··· Data

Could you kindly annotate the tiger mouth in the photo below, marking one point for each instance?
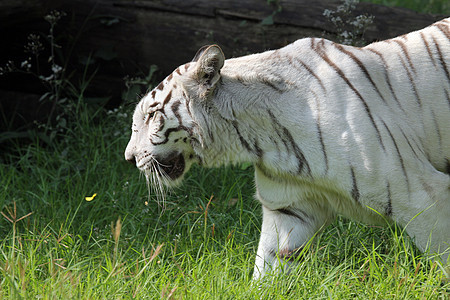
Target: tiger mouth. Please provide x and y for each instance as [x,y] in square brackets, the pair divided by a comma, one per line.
[172,166]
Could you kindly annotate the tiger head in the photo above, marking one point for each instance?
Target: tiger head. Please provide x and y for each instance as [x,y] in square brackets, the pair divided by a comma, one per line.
[166,136]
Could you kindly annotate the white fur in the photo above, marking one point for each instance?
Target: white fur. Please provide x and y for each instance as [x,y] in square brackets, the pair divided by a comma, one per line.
[374,147]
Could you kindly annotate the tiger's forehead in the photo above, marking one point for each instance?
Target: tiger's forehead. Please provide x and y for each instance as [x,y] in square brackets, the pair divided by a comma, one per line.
[162,93]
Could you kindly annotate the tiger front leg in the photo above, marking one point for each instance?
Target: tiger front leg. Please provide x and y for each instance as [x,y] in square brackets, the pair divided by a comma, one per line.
[284,233]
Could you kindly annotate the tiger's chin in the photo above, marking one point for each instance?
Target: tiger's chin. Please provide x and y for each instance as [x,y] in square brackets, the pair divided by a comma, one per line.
[167,170]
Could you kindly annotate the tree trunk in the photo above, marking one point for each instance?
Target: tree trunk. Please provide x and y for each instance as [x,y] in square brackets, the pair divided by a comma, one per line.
[124,36]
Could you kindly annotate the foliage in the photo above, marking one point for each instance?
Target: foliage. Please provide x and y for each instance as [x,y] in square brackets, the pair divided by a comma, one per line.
[349,29]
[62,97]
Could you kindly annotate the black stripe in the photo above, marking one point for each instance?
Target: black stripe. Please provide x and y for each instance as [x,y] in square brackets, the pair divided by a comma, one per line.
[438,131]
[319,130]
[409,143]
[386,76]
[322,54]
[319,80]
[355,190]
[411,81]
[402,164]
[169,131]
[444,30]
[160,86]
[284,133]
[427,46]
[388,210]
[406,53]
[175,106]
[362,67]
[270,84]
[441,59]
[167,99]
[241,138]
[448,167]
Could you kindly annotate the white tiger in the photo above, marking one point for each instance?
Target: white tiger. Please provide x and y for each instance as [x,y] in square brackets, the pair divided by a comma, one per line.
[330,129]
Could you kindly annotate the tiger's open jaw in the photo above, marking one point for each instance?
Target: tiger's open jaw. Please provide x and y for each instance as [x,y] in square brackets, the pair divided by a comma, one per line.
[172,166]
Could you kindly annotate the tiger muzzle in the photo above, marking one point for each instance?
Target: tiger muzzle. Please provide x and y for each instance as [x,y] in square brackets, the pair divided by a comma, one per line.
[172,165]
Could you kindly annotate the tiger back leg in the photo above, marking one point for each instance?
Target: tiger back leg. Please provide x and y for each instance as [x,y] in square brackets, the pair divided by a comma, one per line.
[426,214]
[284,233]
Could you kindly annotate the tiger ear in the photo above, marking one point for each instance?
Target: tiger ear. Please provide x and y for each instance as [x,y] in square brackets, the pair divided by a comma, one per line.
[210,60]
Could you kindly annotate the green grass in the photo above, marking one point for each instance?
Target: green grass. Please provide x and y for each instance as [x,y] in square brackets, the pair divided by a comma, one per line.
[71,248]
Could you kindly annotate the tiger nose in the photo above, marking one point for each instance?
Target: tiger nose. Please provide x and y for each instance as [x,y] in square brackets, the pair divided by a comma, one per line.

······

● **Task**
Rewrite every item above, swapping "Could you kindly annotate" for "Please mark" wherever it occurs and changing nothing else. Leave the pictures out.

● **Right answer**
Please mark the tiger mouth in the photo below, marking one point for each instance?
Target: tiger mouth. Please provide x and y for each instance as [x,y] in square brackets, the pair divided by a comma, one per line.
[172,166]
Please mark the tiger head in the photo above, marking one point for each instance?
Target: tiger head. Please provide x and y for each instance as [x,y] in square brackets, the pair divided by a comma, one per line.
[166,136]
Please mark the white fur in the photo above, marking one point for each instance?
Target: white fur. Please provide x and y for each instance as [x,y] in square brackets, the pair divided by a comma, one per line.
[374,147]
Please mark the tiger's forehead in the photo above, marking one point for each instance?
Target: tiger's forehead. Please provide x and y for each instance as [x,y] in square brackets, the pair divided by a comma, one per line.
[162,93]
Please mark the tiger front leg in the photo above, marking one point for each instance?
Target: tiger front leg. Please provide x and y for each instance as [x,y] in square brackets, the pair divided by a comma, one per line.
[284,233]
Please mark the tiger's chin in the photo above, marking one point for each instance?
Target: tiger's chin. Please provide x and y for each instance as [x,y] in square brackets, the pair divided by a comma, one per line.
[167,170]
Please mark the tree trunk in the photo above, marking one point for each instance?
Target: tree trunk. Please provide x and y for each instance as [x,y] in square brackets, the pair divided by a comma, one per line.
[124,36]
Please mark the foliage in the photo above, marking one point for each instance?
Target: foliage. Please provide x and y for each instance as [x,y] in square brackets, the pair divided by a comma, one per line.
[349,29]
[62,97]
Please mark the black stripe in the photo above, marking one point for each instance?
Target: black stripe. Please provide x and y for each instance as [x,y] in square brackets, the pair divided by a comma, one per line.
[438,131]
[319,130]
[409,143]
[386,76]
[322,54]
[319,80]
[355,190]
[411,81]
[402,164]
[169,131]
[444,30]
[160,86]
[284,133]
[427,46]
[388,210]
[406,53]
[175,106]
[362,67]
[270,84]
[441,59]
[167,99]
[241,138]
[448,167]
Please mark the white tiger in the photo above, marking one point for each instance?
Target: white tiger. Please provide x and y for each instance as [x,y] in square brackets, the pair divided by a comma, one per line.
[330,129]
Please mark the tiger's open jaw in the photo above, marking one point for each instance?
Target: tiger's open jaw. Please provide x and y for each instance as [x,y] in square brackets, the pair divided by a comma, one per line.
[172,166]
Please mark the tiger muzzle in the photo above, marking one point for each instance?
Target: tiger muzzle. Please provide x and y for each instance as [x,y] in square brackets, the pair divided by a comma, one per line.
[172,165]
Please mark the tiger back leg in the photo above, marking one point for each instance?
Target: tiger back leg. Please provide x and y for each instance as [x,y] in square brackets, the pair divided by a comma, one per line.
[426,214]
[284,233]
Please mark the tiger ear in the photo above, marking one point for each instance?
Target: tiger ear. Please provide x and y for each instance as [x,y] in square brackets, the pair divided by a comma, one per line.
[210,60]
Please mark the green grass in the photo above, marking one point for each instance?
Target: green grass. Please provide x and y for each instance as [x,y] in square brackets, the pair divided by a comma, one per line.
[71,248]
Please mark the tiger nose in the photo above, marking one point for each instance?
Target: tiger nose. Please provide x and y for each instance as [x,y] in square brackets, the pair divided by a comma, one per line.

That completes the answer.